(Stored entries)
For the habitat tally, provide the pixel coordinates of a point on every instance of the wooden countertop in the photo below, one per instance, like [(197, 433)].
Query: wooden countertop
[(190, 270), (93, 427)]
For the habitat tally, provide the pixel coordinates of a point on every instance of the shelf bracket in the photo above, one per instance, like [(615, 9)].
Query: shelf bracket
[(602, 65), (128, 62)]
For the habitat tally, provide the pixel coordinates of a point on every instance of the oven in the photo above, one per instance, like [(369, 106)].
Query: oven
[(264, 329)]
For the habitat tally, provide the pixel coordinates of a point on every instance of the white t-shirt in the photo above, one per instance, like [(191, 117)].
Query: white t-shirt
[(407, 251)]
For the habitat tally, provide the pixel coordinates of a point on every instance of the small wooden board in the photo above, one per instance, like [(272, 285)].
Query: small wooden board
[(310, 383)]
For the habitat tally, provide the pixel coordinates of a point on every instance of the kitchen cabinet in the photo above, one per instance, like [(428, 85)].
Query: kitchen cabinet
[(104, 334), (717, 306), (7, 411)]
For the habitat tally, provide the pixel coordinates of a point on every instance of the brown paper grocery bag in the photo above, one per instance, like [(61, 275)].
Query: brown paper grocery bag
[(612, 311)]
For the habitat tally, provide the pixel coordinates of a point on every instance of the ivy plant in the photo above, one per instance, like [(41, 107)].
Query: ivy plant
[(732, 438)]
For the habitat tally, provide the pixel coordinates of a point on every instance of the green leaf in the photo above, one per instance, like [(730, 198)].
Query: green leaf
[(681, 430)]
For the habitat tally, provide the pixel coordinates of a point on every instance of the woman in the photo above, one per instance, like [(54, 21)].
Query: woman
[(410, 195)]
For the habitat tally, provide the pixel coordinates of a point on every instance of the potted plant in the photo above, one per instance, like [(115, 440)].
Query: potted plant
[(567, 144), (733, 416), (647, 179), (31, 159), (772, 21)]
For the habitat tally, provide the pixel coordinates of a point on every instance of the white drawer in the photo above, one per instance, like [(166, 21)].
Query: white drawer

PROBLEM STATEMENT. This exercise requires the lines of the entries containing the string "drawer".

EXERCISE ANSWER.
For the habitat tally, provide the pixel coordinates of a point on every instance of the white drawer in the photo above, one per instance, like [(166, 21)].
Query: white drawer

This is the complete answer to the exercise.